[Provided text]:
A jobs recovery package, a green army, and a local government trainee program, are a part of the battleplan put forward by the Local Government Association of Queensland (LGAQ) to create thousands of jobs and protect local communities across the state amid the evolving public health crisis.

The $608 million plan, which has been put to the State Government for consideration, would create more than 14,000 jobs state-wide to help mitigate the impacts of the pandemic.

The battleplan includes:

  • Jobs Recovery Package: A $200 million state-wide job creation program modelled on the successful Works for Queensland initiative to support more than 8,000 jobs, with $100 million earmarked for the state’s southeast.
  • Green Army: A 3,000-strong workforce focused on protecting and improving the environment across the state for the benefit of critical sectors such as agriculture and tourism.
  • Local Government Apprenticeship and Traineeship Guarantee: Providing 800 new or displaced workers with a guaranteed pathway to gain critical experience and skills.

LGAQ President Mark Jamieson said councils stood ready to partner with the State Government to roll out a range of stimulus measures that would enable crucial jobs to be created within months.

“Funding this package will enable local governments to kickstart hundreds of community-building programs to create jobs and provide essential local economic stimulus in our communities,” he said.

Douglas Shire Mayor, Michael Kerr, said he agreed with Jamison saying local councils will play a crucial role in supporting a community-led recovery.

[Records supplied]:
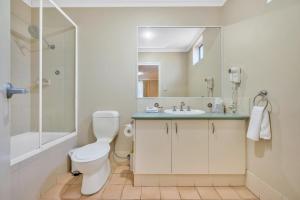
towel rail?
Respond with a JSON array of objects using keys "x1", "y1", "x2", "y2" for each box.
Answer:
[{"x1": 253, "y1": 90, "x2": 272, "y2": 112}]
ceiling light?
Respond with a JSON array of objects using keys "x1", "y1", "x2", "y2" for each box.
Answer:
[{"x1": 143, "y1": 31, "x2": 154, "y2": 40}]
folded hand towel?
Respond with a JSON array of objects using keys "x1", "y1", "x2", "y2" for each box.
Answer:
[
  {"x1": 247, "y1": 106, "x2": 264, "y2": 141},
  {"x1": 260, "y1": 110, "x2": 271, "y2": 140},
  {"x1": 145, "y1": 107, "x2": 158, "y2": 113}
]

[Parts of the exercise]:
[a] According to the LGAQ battleplan text, how many jobs would the $608 million plan create?
[b] Reproduce the part of the LGAQ battleplan text starting at "The $608 million" and ending at "of the pandemic.".

[Numbered responses]:
[a] More than 14,000 jobs state-wide.

[b]
The $608 million plan, which has been put to the State Government for consideration, would create more than 14,000 jobs state-wide to help mitigate the impacts of the pandemic.